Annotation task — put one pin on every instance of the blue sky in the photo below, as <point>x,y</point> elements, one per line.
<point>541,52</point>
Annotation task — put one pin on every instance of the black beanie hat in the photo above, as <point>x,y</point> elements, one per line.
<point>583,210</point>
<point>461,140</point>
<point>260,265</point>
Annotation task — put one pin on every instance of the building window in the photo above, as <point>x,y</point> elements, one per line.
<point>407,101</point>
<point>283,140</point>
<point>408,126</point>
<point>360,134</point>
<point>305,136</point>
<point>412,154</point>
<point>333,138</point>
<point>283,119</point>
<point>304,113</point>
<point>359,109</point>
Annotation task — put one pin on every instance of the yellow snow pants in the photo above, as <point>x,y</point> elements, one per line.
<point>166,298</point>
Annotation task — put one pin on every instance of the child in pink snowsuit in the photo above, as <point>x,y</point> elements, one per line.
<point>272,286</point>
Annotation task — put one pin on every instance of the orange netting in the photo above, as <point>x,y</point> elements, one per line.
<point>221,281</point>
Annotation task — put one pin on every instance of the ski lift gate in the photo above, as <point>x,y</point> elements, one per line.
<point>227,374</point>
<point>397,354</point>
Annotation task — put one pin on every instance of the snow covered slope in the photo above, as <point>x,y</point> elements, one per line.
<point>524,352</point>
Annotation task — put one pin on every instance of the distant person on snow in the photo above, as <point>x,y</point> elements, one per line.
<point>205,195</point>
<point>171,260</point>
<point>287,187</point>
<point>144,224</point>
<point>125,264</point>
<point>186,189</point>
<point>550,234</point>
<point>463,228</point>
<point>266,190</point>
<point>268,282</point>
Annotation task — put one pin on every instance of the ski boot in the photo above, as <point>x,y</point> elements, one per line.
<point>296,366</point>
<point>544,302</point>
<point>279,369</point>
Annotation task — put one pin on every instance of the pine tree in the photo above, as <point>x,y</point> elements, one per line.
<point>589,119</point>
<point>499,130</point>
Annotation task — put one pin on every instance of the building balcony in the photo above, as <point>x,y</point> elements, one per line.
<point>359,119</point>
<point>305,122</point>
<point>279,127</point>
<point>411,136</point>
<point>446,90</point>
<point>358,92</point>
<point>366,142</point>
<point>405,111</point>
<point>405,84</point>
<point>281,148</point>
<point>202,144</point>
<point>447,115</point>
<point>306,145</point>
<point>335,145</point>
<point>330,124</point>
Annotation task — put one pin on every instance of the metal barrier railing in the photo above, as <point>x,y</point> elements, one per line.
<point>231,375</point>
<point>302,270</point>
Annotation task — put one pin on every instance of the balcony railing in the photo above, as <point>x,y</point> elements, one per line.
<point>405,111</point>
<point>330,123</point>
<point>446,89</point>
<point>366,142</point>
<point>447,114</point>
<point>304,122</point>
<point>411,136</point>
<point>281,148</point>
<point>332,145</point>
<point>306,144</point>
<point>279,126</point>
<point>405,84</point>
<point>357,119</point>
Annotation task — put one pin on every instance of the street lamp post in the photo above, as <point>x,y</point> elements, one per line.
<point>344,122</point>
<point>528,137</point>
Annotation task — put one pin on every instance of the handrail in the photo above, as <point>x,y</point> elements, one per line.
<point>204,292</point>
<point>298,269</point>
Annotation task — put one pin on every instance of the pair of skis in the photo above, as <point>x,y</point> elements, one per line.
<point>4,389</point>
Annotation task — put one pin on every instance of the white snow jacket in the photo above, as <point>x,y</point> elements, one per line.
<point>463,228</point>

■ YOUR INSTRUCTIONS:
So that nothing is lost, return the listing exactly and completely.

■ WRITTEN ANSWER:
Annotation task — put one pin on every instance of the blue sky in the photo below, as <point>x,y</point> elements, one per line.
<point>541,52</point>
Annotation task — put one pin on every instance of the black beanie hat in the photo above, as <point>x,y</point> elements, one per line.
<point>583,210</point>
<point>461,140</point>
<point>260,265</point>
Annotation task — put one pin on every instance of the building window in the photo above, as <point>x,y</point> elements, one per line.
<point>407,101</point>
<point>283,140</point>
<point>408,126</point>
<point>360,134</point>
<point>305,136</point>
<point>412,154</point>
<point>333,138</point>
<point>283,119</point>
<point>304,113</point>
<point>359,109</point>
Annotation task — put one pin on every instance of the yellow snow pants in the photo above, as <point>x,y</point> elements, one per line.
<point>166,298</point>
Annotation task — put one pin on every instance of the child in pink snowsuit in the photo above, as <point>x,y</point> elements, one per line.
<point>272,286</point>
Annotation task — put one pin on every instance of the orange netting in the photo above, as <point>x,y</point> elements, one per line.
<point>221,281</point>
Annotation task — put one pin on every instance of the ski lift gate in the photo above, as <point>x,y</point> elements, one per line.
<point>227,374</point>
<point>397,354</point>
Annotation task — put one pin on every instance of the snow covered slope in the photo above, as <point>x,y</point> elements, one per line.
<point>524,352</point>
Annotation task — put one pin on every instance of the distant person on snow in the photo above, as <point>x,y</point> elements, one per line.
<point>205,195</point>
<point>171,260</point>
<point>287,187</point>
<point>144,224</point>
<point>125,264</point>
<point>186,189</point>
<point>550,234</point>
<point>463,228</point>
<point>266,190</point>
<point>268,282</point>
Annotation task — put one pin on every instance of the ski boot in the photo above, as <point>x,y</point> elements, one per line.
<point>296,366</point>
<point>544,302</point>
<point>279,369</point>
Annotation task — put one pin on every instance of the pine tree in the photo above, as <point>x,y</point> elements, one per line.
<point>589,119</point>
<point>499,130</point>
Annotation task — put one pin on every instance of the building balcony in the photo above, as <point>x,y</point> elements, one per line.
<point>359,119</point>
<point>305,122</point>
<point>279,127</point>
<point>411,136</point>
<point>446,90</point>
<point>358,92</point>
<point>366,142</point>
<point>405,111</point>
<point>405,84</point>
<point>281,148</point>
<point>202,144</point>
<point>447,115</point>
<point>306,145</point>
<point>335,145</point>
<point>330,124</point>
Annotation task — put one pin on every instance of the metal barrier railing in the photo above, as <point>x,y</point> elements, one per line.
<point>231,375</point>
<point>302,270</point>
Annotation task — put one pin on every instance of the balcony railing in the photo above, as <point>x,y</point> elements, one per line.
<point>405,111</point>
<point>330,123</point>
<point>446,89</point>
<point>366,142</point>
<point>447,114</point>
<point>304,122</point>
<point>411,136</point>
<point>281,148</point>
<point>332,145</point>
<point>306,144</point>
<point>279,126</point>
<point>405,84</point>
<point>357,119</point>
Annotation task — put one pin on every instance of the street lamp post in the photo above, as <point>x,y</point> elements, one per line.
<point>344,122</point>
<point>528,137</point>
Annotation task — put one pin on every instance of the handrail in the photo above, as <point>x,y</point> elements, one per line.
<point>204,292</point>
<point>298,269</point>
Annotation task — put one pin on every instance of the pair of skis in the photo above, as <point>x,y</point> elements, one per line.
<point>4,389</point>
Annotation task — put one pin on every instance of the white snow jacket in the photo above, as <point>x,y</point> elements, one per line.
<point>463,228</point>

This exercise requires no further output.